Text provided:
########
Posted: August 15, 2018

Judge Cogan Denies Motion To Dismiss Discrimination Action, Finding That Plaintiffs’ EEOC Complaint Satisfied Exhaustion Requirements Even Where Lawsuit Expanded On Allegations

Posted by Solomon N. Klein, Litigation Partner

District Judge Brian M. Cogan denied a motion to dismiss where defendant argued that plaintiff failed to exhaust his administrative remedies before filing his lawsuit. Anderson v. Alclear, LLC, 18-cv-1525 (E.D.N.Y. Aug. 10, 2018) (BMC) (RML). (Interestingly, the Court ruled directly on defendant’s pre-motion conference letter, deeming the pre-motion conference letter to constitute the motion to dismiss.)

Defendant argued that plaintiff’s EEOC complaint – an administrative process that plaintiff was required to exhaust prior to bringing the action – omitted a number of the alleged discriminatory acts that were subsequently alleged in the federal lawsuit at issue. The Court denied the motion, noting the “loose pleading” requirements for EEOC complaints “based on the recognition that ‘EEOC charges frequently are filled out by employees without the benefit of counsel and that their primary purpose is to alert the EEOC to the discrimination that a plaintiff claims [he] is suffering. Deravin v. Kerik, 335 F.3d 195, 201 (2d Cir. 2003).’”
########
Extracted records:

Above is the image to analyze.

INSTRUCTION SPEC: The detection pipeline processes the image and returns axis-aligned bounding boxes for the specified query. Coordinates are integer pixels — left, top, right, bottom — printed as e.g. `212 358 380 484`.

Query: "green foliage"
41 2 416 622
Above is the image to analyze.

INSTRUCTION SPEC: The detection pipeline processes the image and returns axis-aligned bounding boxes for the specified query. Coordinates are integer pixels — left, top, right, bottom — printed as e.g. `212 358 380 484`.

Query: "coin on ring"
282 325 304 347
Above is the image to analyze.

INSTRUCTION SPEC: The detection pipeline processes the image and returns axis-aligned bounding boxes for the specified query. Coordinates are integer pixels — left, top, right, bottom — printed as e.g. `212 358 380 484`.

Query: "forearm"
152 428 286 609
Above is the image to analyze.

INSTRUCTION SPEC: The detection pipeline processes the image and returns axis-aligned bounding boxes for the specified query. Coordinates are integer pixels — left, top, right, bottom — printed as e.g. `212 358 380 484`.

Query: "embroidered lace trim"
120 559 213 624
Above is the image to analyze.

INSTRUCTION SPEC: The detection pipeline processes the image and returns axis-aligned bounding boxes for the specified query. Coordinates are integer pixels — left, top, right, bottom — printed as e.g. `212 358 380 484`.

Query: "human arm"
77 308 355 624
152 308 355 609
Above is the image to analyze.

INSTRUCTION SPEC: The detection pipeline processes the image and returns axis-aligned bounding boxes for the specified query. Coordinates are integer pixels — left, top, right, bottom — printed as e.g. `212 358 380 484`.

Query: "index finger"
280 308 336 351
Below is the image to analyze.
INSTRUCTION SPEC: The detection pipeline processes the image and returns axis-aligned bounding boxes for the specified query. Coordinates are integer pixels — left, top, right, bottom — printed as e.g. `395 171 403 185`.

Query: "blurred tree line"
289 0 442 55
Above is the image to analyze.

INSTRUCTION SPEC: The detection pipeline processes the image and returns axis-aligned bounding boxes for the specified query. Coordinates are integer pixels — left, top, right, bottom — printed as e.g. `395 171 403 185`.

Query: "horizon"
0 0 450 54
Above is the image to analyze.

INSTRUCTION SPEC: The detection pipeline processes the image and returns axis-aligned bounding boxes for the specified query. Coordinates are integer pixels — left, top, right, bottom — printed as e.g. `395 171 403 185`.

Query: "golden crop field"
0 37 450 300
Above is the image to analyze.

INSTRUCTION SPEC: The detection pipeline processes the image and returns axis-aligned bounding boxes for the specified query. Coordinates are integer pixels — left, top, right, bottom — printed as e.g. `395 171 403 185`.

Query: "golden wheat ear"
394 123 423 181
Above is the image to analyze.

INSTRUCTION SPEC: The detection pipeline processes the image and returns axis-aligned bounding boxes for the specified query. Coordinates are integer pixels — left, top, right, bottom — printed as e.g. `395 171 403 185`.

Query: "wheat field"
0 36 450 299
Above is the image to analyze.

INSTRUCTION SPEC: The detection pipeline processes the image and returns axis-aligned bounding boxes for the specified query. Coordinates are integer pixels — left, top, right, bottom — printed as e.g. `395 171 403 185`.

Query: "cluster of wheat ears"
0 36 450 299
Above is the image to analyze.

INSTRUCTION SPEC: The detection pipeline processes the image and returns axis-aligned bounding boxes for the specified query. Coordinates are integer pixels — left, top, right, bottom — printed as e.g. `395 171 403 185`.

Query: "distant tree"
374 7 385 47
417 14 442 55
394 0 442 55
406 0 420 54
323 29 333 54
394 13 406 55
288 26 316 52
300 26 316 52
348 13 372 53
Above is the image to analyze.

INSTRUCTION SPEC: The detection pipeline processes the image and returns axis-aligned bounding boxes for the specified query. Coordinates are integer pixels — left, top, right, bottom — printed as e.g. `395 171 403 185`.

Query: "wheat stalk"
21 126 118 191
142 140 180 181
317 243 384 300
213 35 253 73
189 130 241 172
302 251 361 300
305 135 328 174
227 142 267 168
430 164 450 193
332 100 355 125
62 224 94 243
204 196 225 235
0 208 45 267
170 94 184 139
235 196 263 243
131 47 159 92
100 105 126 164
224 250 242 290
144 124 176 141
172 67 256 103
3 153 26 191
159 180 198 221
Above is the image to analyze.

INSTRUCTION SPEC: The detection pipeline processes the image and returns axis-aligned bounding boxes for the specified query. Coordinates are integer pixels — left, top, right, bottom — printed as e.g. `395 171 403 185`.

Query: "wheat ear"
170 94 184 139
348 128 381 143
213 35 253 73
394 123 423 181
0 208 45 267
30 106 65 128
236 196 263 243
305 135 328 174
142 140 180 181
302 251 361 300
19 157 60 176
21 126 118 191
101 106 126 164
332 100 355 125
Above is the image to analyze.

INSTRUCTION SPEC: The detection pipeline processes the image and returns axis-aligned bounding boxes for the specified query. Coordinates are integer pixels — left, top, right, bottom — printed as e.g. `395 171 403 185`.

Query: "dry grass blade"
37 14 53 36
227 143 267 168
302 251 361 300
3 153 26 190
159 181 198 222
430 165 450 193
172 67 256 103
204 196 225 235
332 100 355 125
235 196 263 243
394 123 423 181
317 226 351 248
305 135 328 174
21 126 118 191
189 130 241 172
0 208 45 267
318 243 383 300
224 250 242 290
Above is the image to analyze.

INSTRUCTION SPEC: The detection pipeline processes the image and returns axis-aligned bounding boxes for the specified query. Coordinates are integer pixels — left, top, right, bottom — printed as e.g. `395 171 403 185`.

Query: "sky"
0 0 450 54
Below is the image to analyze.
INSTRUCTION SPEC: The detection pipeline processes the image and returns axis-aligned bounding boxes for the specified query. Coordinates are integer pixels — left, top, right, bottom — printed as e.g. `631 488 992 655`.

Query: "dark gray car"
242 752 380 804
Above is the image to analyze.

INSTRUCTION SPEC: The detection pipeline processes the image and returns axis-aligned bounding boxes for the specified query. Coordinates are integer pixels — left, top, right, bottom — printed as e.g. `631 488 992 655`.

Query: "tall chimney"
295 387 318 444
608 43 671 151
########
Check your understanding:
1/ Duplicate everything in the post on Judge Cogan's ruling from "Judge Cogan Denies" down to "motion to dismiss.)".
2/ In the post on Judge Cogan's ruling, what did the Court deem to constitute the motion to dismiss?
3/ Supply the next part of the post on Judge Cogan's ruling in Anderson v. Alclear, picking up from where it stops.

Task answers:
1/
Judge Cogan Denies Motion To Dismiss Discrimination Action, Finding That Plaintiffs’ EEOC Complaint Satisfied Exhaustion Requirements Even Where Lawsuit Expanded On Allegations

Posted by Solomon N. Klein, Litigation Partner

District Judge Brian M. Cogan denied a motion to dismiss where defendant argued that plaintiff failed to exhaust his administrative remedies before filing his lawsuit. Anderson v. Alclear, LLC, 18-cv-1525 (E.D.N.Y. Aug. 10, 2018) (BMC) (RML). (Interestingly, the Court ruled directly on defendant’s pre-motion conference letter, deeming the pre-motion conference letter to constitute the motion to dismiss.)

2/ The defendant's pre-motion conference letter.

3/
This is not a case in which a claimant administratively raised one basis for illegal discrimination and then sought to sue on another, e.g., race discrimination versus sex discrimination. Instead, plaintiff has pleaded three new facts demonstrating his claim of discrimination on the basis of national origin. Each one is reasonably related to the facts included in plaintiff’s EEOC charge.

First, defendant claims that the EEOC did not have adequate notice of a statement allegedly made by one of plaintiff’s supervisors that “Jamaicans are taking over.” The Court fails to see why. Plaintiff indicated in the EEOC charge that he was discriminated on the basis of his national origin, that he was Jamaican, and that he was verbally harassed “more than any other worker” during his time of employment. Plaintiff’s use of the word “worker” in this instance indicates that the individuals whom plaintiff believes verbally harassed him (and his coworkers) were his superiors. This Court is confident that the EEOC can put two and two together and would think to investigate whether members of management made inflammatory statements directed at plaintiff about his Jamaican national origin based on the details provided in plaintiff’s charge.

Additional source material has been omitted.